Records from a data collection

---

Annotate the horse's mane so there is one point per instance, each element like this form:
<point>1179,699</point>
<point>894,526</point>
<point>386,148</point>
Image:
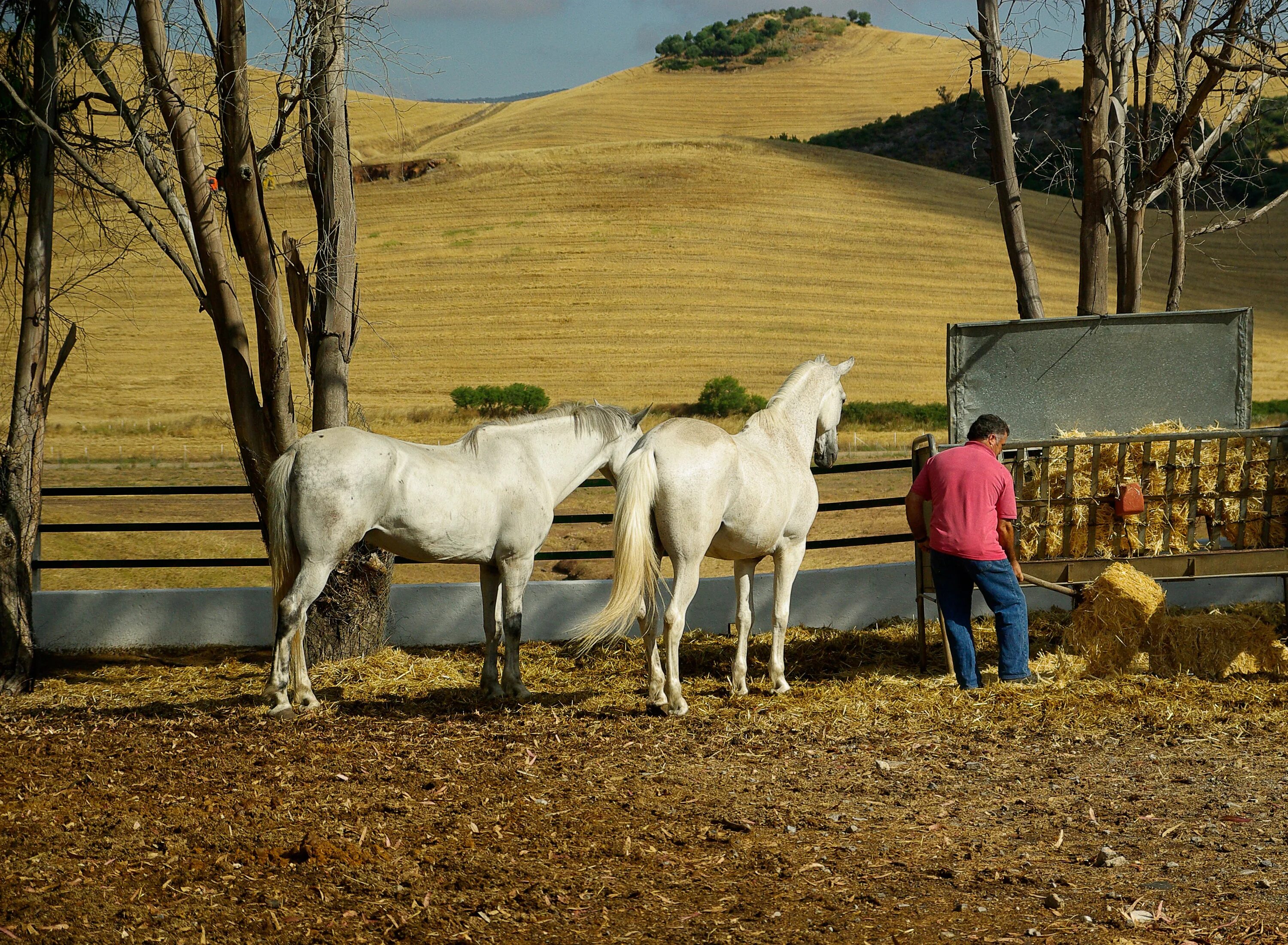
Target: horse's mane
<point>772,412</point>
<point>603,419</point>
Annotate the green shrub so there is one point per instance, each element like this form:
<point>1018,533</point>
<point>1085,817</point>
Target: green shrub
<point>671,46</point>
<point>726,396</point>
<point>492,400</point>
<point>896,414</point>
<point>1265,410</point>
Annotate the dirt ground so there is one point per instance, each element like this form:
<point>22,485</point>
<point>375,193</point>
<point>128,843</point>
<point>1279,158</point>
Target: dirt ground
<point>150,800</point>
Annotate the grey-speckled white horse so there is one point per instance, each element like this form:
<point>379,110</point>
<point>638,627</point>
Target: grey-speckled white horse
<point>691,491</point>
<point>486,500</point>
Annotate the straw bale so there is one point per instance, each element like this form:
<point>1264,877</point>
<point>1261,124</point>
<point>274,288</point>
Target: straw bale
<point>1111,626</point>
<point>1214,646</point>
<point>1167,518</point>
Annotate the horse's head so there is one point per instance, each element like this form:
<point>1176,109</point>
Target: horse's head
<point>621,446</point>
<point>830,415</point>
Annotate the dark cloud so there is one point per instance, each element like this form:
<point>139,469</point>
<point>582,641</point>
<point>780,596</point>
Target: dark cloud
<point>477,9</point>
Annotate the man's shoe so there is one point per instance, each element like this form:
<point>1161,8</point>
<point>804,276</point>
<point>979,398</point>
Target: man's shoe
<point>1031,680</point>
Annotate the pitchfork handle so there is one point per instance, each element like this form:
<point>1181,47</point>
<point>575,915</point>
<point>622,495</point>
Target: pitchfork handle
<point>1049,586</point>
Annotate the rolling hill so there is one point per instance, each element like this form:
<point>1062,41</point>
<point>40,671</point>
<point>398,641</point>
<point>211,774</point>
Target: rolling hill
<point>633,238</point>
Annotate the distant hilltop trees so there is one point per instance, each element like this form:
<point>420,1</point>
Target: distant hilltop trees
<point>754,39</point>
<point>954,136</point>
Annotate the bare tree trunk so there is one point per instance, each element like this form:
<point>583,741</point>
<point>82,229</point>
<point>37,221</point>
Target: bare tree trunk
<point>1097,162</point>
<point>1135,261</point>
<point>351,617</point>
<point>1176,279</point>
<point>21,464</point>
<point>254,444</point>
<point>1121,65</point>
<point>1028,297</point>
<point>335,292</point>
<point>249,225</point>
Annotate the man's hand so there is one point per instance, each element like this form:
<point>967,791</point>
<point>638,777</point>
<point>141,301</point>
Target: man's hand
<point>915,511</point>
<point>1006,538</point>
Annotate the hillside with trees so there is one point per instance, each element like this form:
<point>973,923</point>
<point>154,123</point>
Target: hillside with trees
<point>954,136</point>
<point>753,40</point>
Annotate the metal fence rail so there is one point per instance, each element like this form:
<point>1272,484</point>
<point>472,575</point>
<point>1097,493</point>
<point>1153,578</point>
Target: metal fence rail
<point>575,519</point>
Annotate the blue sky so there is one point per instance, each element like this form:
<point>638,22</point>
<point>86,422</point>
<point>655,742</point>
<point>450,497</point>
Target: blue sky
<point>480,48</point>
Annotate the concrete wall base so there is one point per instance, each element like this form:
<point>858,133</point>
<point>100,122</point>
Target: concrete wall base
<point>445,614</point>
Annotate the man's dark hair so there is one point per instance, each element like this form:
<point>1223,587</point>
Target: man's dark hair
<point>986,426</point>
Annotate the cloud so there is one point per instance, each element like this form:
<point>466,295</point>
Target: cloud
<point>477,9</point>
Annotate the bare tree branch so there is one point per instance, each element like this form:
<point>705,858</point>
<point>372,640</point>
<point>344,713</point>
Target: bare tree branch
<point>141,142</point>
<point>115,190</point>
<point>1230,225</point>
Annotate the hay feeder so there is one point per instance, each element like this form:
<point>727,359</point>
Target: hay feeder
<point>1176,503</point>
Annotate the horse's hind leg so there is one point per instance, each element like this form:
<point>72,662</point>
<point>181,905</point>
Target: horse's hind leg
<point>514,582</point>
<point>744,573</point>
<point>490,583</point>
<point>787,563</point>
<point>292,618</point>
<point>652,658</point>
<point>683,590</point>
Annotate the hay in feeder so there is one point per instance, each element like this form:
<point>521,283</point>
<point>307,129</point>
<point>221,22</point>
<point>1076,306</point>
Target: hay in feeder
<point>1206,492</point>
<point>1111,626</point>
<point>1214,646</point>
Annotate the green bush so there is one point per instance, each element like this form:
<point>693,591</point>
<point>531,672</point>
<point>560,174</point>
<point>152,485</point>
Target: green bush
<point>492,400</point>
<point>1267,410</point>
<point>896,414</point>
<point>726,396</point>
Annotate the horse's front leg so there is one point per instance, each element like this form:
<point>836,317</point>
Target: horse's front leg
<point>490,583</point>
<point>787,563</point>
<point>514,582</point>
<point>289,650</point>
<point>744,573</point>
<point>683,590</point>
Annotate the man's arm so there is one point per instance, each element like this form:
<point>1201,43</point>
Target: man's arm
<point>915,510</point>
<point>1006,538</point>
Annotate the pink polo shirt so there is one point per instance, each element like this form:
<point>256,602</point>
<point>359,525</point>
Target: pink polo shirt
<point>970,491</point>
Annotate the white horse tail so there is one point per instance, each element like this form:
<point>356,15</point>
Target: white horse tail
<point>635,561</point>
<point>281,547</point>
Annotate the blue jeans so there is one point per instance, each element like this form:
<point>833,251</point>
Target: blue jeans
<point>955,581</point>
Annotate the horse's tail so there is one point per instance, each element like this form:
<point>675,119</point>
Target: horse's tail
<point>637,567</point>
<point>281,547</point>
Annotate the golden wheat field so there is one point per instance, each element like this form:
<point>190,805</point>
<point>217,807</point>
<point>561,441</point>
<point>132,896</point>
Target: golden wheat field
<point>628,240</point>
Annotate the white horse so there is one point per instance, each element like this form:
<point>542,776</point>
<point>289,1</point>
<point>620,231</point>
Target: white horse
<point>486,500</point>
<point>691,491</point>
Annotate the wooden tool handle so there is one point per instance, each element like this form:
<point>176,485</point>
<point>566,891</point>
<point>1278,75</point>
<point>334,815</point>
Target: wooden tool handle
<point>1049,586</point>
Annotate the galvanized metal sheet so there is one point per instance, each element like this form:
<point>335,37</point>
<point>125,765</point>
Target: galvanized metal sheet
<point>1111,373</point>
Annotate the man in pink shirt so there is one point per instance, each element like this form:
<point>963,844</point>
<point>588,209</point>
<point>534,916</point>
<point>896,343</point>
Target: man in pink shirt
<point>972,543</point>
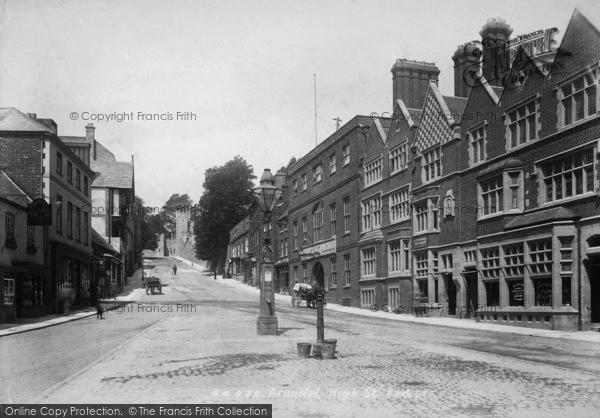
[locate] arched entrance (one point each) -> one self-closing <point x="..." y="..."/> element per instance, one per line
<point x="319" y="274"/>
<point x="592" y="265"/>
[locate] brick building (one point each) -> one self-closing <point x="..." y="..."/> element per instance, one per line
<point x="481" y="205"/>
<point x="41" y="165"/>
<point x="21" y="256"/>
<point x="112" y="210"/>
<point x="509" y="232"/>
<point x="323" y="213"/>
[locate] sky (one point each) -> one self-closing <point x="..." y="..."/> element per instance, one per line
<point x="244" y="69"/>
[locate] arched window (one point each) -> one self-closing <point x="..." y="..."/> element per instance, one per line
<point x="318" y="223"/>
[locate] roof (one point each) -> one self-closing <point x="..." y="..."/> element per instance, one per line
<point x="499" y="166"/>
<point x="383" y="125"/>
<point x="99" y="240"/>
<point x="114" y="174"/>
<point x="102" y="153"/>
<point x="13" y="120"/>
<point x="10" y="191"/>
<point x="353" y="123"/>
<point x="456" y="105"/>
<point x="544" y="216"/>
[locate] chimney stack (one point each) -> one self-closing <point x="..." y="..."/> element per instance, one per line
<point x="89" y="132"/>
<point x="90" y="138"/>
<point x="495" y="35"/>
<point x="411" y="81"/>
<point x="466" y="64"/>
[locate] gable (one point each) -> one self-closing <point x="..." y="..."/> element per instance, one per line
<point x="435" y="126"/>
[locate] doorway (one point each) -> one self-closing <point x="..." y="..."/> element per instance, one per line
<point x="472" y="298"/>
<point x="319" y="274"/>
<point x="594" y="278"/>
<point x="451" y="292"/>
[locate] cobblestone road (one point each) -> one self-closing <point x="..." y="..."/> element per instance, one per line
<point x="213" y="355"/>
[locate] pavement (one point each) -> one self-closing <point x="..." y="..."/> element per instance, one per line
<point x="587" y="336"/>
<point x="213" y="355"/>
<point x="134" y="289"/>
<point x="129" y="293"/>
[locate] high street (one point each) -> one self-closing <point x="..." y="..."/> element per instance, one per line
<point x="197" y="343"/>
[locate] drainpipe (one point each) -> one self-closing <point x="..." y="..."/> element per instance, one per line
<point x="579" y="267"/>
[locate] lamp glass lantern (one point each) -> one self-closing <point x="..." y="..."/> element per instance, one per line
<point x="267" y="195"/>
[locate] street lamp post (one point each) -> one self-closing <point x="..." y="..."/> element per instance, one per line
<point x="267" y="195"/>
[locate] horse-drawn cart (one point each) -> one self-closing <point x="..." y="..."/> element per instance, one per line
<point x="153" y="283"/>
<point x="303" y="292"/>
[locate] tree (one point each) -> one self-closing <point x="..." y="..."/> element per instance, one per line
<point x="225" y="202"/>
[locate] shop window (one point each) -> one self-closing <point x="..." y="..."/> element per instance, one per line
<point x="514" y="261"/>
<point x="333" y="271"/>
<point x="492" y="293"/>
<point x="346" y="269"/>
<point x="367" y="297"/>
<point x="332" y="164"/>
<point x="393" y="297"/>
<point x="399" y="255"/>
<point x="540" y="254"/>
<point x="516" y="293"/>
<point x="543" y="291"/>
<point x="490" y="263"/>
<point x="9" y="291"/>
<point x="566" y="291"/>
<point x="423" y="289"/>
<point x="421" y="269"/>
<point x="368" y="256"/>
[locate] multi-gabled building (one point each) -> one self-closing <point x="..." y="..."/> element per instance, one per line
<point x="113" y="208"/>
<point x="484" y="205"/>
<point x="22" y="246"/>
<point x="41" y="165"/>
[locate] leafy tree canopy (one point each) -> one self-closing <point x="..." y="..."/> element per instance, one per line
<point x="225" y="202"/>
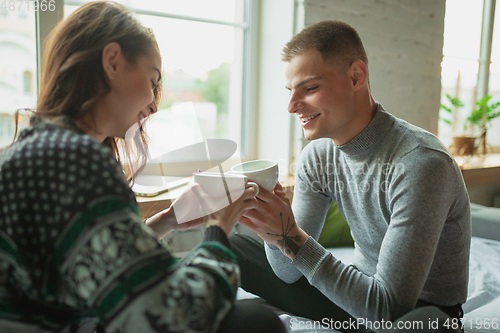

---

Work order:
What is needed is the exact run of lines from the start of the data through the line with "<point>622,495</point>", both ends included, minus the pictures.

Answer for this exercise:
Annotate the horse's mane so there is one point per instance, each element like this form:
<point>1179,699</point>
<point>894,526</point>
<point>386,148</point>
Image:
Target: horse's mane
<point>772,412</point>
<point>603,419</point>
Annotate the green shrub so there is one point per instance, each element like this form:
<point>1018,533</point>
<point>1085,817</point>
Target: green shrub
<point>671,46</point>
<point>726,396</point>
<point>492,400</point>
<point>896,414</point>
<point>1265,410</point>
Annotate the dirt ground so there is one point per instance, each element like this form:
<point>22,485</point>
<point>375,193</point>
<point>128,843</point>
<point>1279,158</point>
Target: dirt ground
<point>150,800</point>
Annotate the grey-speckled white horse so there is one point per instance, each element like this form:
<point>379,110</point>
<point>638,627</point>
Target: grey-speckled white horse
<point>691,491</point>
<point>486,500</point>
Annotate the straw bale so there is one point per instance, each element like this form:
<point>1264,877</point>
<point>1261,124</point>
<point>274,288</point>
Target: straw bale
<point>1111,626</point>
<point>1214,646</point>
<point>1167,518</point>
Annotate the horse's head so there is one point per instance, each element like this form:
<point>1176,109</point>
Target: horse's head
<point>621,446</point>
<point>830,415</point>
Annotate the dark cloud so there is one point per instance, each element like this form:
<point>139,469</point>
<point>582,641</point>
<point>780,596</point>
Target: dark cloud
<point>477,9</point>
Annotate the man's shoe so there is one point per instance, each element like this form:
<point>1161,8</point>
<point>804,276</point>
<point>979,398</point>
Target: man's shoe
<point>1031,680</point>
Annotate the pitchfork handle so there is one point per instance, each element like this form:
<point>1181,47</point>
<point>575,915</point>
<point>622,495</point>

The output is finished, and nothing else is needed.